* [INSTRUCTION]
Reproduce the lines below verbatim, starting at the first of them and ending at the line that contains "positive clicks: (564, 603)", both included. Leave the pictures out of your answer.

Dataset entries:
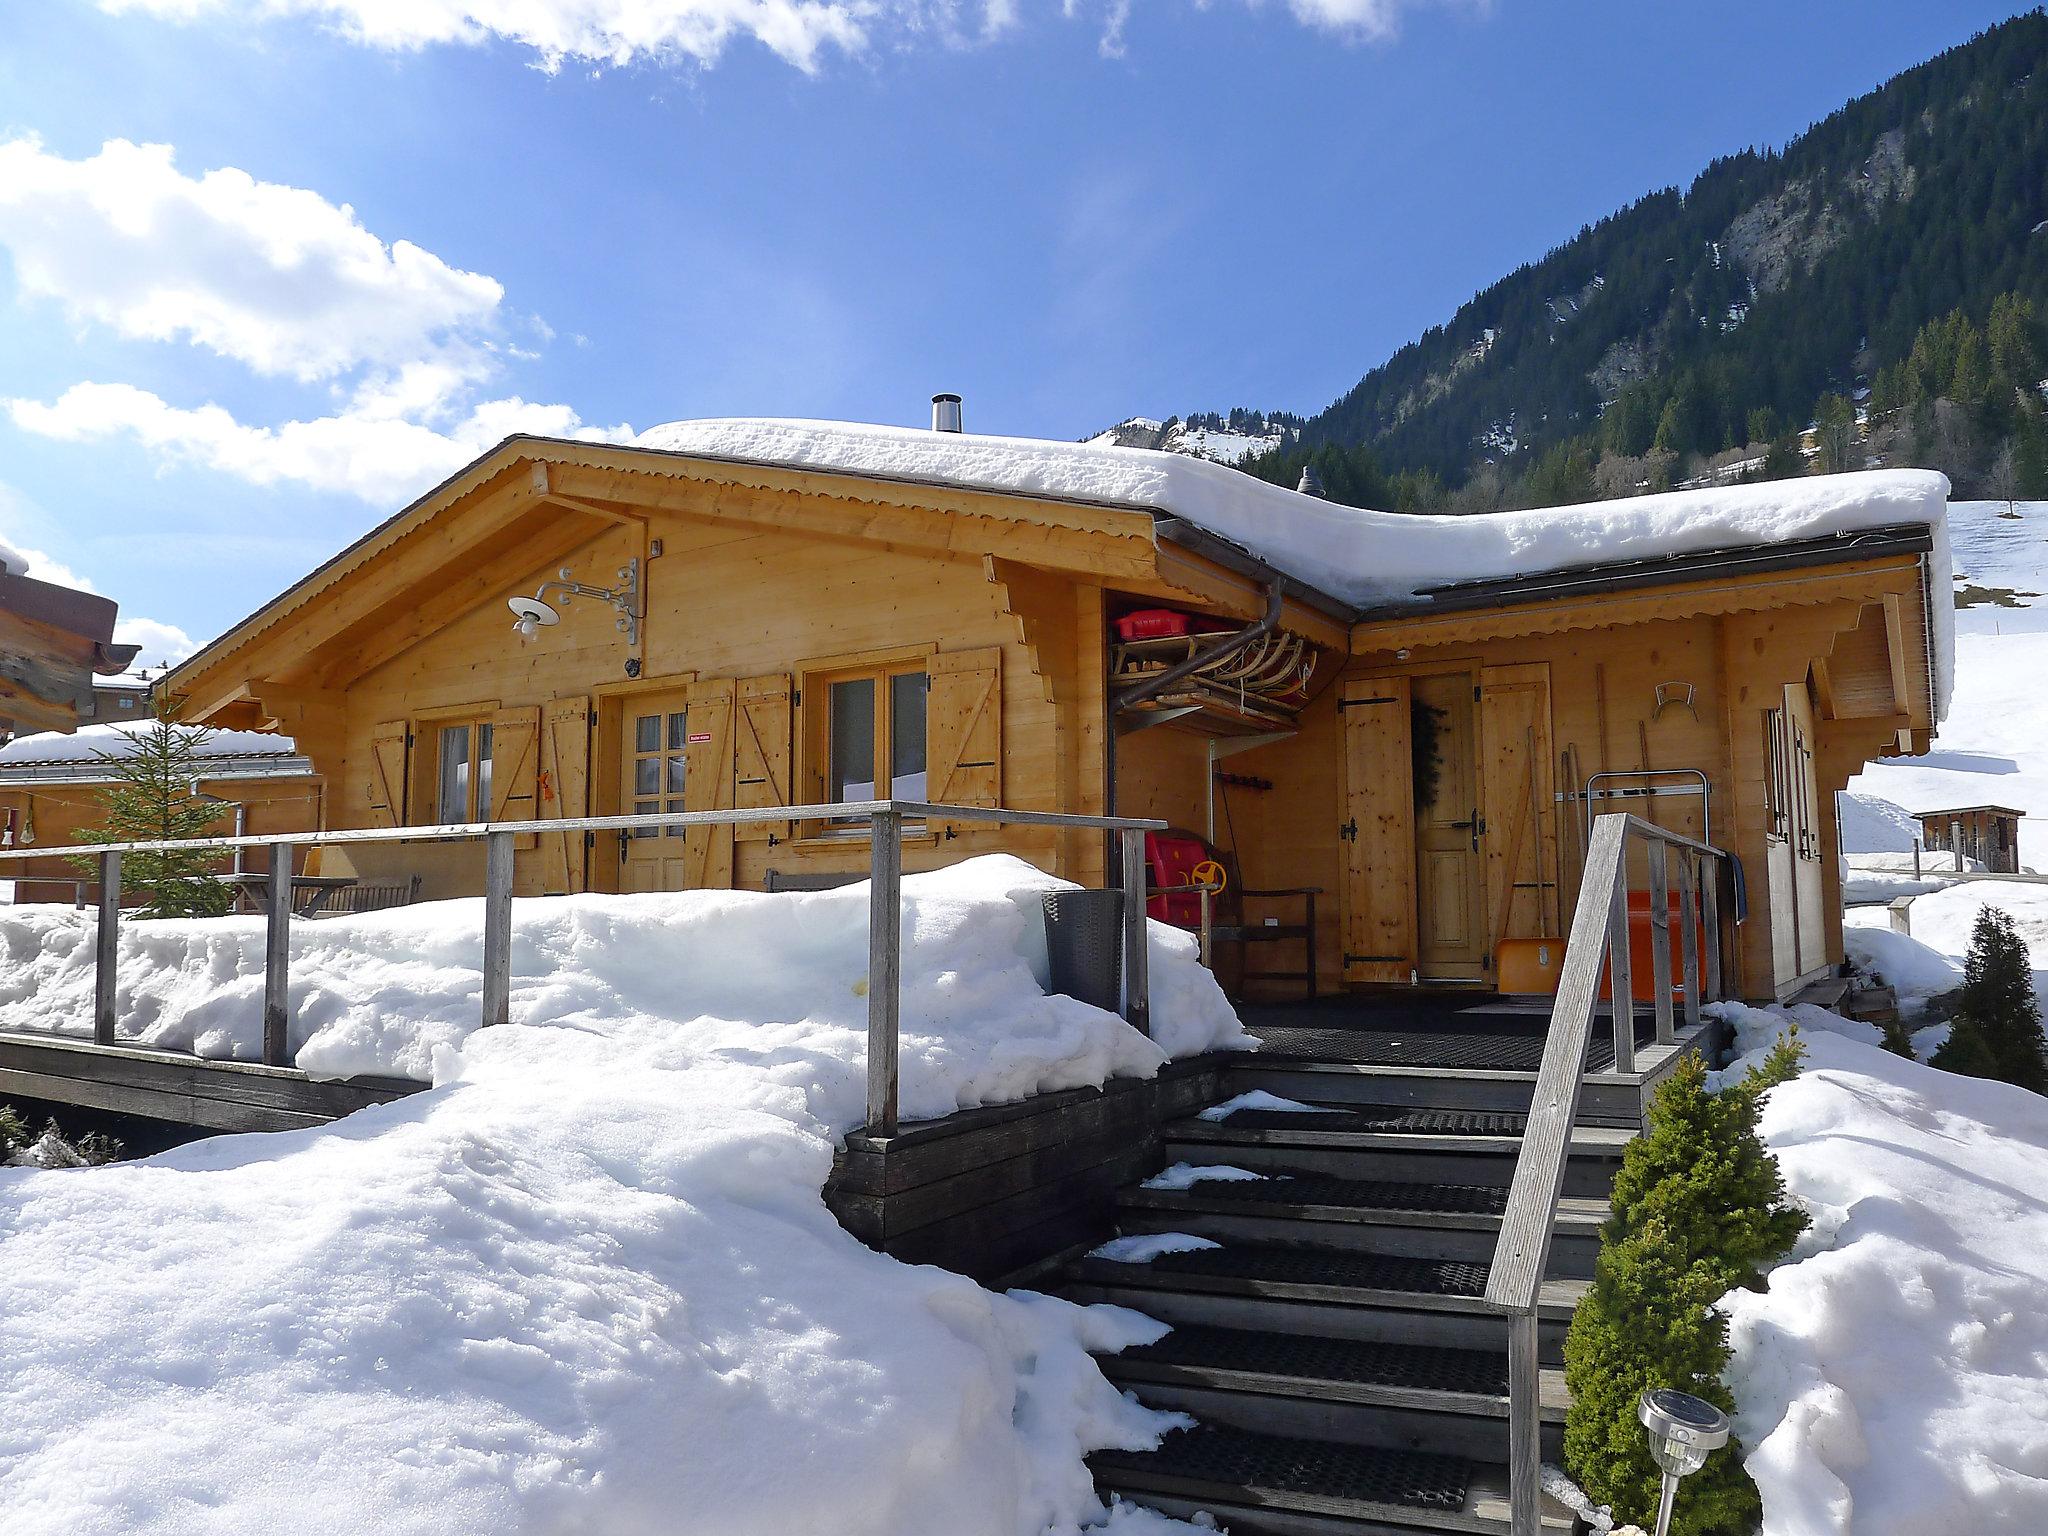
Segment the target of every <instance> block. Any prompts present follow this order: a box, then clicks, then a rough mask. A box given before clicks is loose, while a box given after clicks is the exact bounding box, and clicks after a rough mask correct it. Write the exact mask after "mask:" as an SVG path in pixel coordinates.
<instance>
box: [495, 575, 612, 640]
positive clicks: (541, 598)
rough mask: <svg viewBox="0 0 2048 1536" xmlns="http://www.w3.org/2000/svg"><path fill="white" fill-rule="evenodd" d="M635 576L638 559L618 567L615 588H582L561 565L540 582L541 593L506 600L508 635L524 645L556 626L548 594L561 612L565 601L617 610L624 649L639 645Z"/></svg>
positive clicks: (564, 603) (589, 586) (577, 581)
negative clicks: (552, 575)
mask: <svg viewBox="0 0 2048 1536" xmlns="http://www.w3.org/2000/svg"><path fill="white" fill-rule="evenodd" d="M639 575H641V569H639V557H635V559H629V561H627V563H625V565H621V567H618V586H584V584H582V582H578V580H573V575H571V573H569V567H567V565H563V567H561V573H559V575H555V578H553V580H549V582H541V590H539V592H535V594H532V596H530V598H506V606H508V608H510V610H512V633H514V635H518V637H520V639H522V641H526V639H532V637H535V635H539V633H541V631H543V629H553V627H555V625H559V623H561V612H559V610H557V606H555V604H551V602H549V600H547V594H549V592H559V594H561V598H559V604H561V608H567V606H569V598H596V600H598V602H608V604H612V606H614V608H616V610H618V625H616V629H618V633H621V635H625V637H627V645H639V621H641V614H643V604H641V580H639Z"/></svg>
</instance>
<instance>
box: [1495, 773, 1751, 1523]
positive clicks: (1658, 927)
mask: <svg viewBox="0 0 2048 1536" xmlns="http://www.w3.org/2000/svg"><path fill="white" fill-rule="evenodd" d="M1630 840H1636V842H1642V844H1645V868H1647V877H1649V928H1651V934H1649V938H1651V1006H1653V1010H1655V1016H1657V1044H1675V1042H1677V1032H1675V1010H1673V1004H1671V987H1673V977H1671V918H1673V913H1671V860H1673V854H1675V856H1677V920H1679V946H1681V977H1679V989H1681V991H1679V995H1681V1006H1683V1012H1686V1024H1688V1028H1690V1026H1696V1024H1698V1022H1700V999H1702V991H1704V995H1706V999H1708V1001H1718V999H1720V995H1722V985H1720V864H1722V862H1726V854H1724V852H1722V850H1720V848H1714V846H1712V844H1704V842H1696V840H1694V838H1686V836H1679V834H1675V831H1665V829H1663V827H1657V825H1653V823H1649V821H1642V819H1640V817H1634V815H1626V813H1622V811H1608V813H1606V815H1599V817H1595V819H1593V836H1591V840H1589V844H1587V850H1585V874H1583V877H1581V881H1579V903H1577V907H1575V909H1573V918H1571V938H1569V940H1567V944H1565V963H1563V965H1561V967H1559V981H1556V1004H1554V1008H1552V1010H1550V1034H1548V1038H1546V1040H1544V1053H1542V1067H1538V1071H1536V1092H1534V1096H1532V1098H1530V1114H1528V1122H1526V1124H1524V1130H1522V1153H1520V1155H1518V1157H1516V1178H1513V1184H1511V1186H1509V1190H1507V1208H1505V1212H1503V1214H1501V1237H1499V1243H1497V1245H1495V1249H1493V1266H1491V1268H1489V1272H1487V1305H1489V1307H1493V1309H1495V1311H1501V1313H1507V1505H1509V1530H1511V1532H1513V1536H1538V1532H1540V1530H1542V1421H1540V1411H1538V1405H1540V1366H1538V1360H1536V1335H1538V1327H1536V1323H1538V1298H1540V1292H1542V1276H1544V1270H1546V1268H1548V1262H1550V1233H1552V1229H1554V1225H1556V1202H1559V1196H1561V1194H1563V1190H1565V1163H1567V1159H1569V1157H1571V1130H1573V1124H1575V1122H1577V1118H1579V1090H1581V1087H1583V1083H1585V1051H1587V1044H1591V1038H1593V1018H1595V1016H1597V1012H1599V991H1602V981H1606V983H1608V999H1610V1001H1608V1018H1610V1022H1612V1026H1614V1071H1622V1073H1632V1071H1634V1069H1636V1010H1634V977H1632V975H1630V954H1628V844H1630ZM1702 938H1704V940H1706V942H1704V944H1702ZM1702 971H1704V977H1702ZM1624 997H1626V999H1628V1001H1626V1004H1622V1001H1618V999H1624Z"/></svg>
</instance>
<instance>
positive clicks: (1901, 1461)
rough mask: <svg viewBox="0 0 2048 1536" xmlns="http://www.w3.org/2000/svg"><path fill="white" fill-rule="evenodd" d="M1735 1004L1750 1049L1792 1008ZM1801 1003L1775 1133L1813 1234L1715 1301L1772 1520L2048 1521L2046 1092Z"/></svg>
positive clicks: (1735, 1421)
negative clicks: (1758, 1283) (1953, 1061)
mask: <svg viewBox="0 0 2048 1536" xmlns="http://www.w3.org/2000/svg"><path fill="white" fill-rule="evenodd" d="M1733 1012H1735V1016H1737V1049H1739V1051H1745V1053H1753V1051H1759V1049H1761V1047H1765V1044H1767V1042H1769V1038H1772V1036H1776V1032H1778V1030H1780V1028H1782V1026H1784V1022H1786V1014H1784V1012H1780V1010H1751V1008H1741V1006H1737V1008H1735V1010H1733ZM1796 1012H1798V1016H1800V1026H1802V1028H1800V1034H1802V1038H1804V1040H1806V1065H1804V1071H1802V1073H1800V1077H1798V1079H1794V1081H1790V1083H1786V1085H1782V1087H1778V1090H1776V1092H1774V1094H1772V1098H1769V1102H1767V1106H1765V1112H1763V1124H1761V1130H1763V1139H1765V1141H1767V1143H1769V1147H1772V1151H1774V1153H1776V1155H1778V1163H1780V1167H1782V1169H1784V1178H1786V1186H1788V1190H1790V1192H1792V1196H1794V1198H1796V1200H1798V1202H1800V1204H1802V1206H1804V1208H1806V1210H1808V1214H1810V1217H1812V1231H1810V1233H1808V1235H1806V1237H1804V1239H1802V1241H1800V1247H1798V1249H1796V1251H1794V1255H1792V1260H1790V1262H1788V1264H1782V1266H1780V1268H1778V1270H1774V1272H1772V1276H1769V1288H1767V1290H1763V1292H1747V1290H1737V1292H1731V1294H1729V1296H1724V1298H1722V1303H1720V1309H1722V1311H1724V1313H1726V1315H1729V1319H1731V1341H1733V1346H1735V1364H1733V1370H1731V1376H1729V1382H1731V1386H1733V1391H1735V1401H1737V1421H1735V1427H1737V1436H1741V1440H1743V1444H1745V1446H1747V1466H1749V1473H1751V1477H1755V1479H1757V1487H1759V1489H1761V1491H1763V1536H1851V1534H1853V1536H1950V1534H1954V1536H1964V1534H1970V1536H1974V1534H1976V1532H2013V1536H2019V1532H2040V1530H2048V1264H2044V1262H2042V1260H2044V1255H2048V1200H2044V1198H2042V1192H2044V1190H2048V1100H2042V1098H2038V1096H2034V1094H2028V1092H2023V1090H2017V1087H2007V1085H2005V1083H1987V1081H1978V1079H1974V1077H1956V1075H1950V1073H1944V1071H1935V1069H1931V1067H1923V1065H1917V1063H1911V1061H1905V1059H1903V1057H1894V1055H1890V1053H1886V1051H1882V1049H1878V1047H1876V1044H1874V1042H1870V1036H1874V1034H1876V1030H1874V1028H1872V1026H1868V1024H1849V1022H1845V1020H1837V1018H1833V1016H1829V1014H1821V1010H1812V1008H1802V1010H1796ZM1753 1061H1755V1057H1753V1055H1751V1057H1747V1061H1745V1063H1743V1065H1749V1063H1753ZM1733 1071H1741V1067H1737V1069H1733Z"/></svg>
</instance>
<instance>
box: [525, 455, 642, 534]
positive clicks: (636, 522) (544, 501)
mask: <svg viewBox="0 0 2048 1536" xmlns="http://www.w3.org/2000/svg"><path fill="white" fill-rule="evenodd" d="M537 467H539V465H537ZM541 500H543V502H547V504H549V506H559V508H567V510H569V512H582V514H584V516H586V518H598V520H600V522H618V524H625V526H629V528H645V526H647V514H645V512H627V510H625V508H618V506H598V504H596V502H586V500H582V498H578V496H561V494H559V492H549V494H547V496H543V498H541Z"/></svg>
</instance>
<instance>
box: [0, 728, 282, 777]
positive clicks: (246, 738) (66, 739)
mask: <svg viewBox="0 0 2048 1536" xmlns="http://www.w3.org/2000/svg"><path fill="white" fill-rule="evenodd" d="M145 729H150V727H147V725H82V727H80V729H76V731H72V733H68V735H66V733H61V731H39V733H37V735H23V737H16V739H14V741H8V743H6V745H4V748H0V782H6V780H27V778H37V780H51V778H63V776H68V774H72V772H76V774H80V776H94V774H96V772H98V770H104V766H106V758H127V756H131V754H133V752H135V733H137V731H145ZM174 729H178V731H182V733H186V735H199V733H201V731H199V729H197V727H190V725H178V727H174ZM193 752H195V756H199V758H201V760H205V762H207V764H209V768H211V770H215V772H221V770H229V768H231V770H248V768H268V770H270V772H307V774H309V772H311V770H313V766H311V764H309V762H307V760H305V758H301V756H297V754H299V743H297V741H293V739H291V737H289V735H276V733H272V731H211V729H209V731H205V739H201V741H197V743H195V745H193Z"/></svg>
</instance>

* [SOLUTION TO THE PROBLEM]
Segment the target of every <instance> block. Any prompts present follow this order: a box, then clicks, then a rough mask. A box given before clicks is loose, while a box given after clicks is the exact bounding box, and clicks after a rough mask correct it. Write the exact mask after "mask:" as an SVG path in pixel coordinates.
<instance>
box: [495, 575, 612, 640]
positive clicks: (541, 598)
rough mask: <svg viewBox="0 0 2048 1536" xmlns="http://www.w3.org/2000/svg"><path fill="white" fill-rule="evenodd" d="M635 576L638 559L618 567L615 588H582L561 565L540 582L541 593L506 600L508 635L524 645L556 626L548 594L561 612L565 601L617 610L624 649L639 645Z"/></svg>
positive clicks: (564, 603) (589, 586) (577, 581)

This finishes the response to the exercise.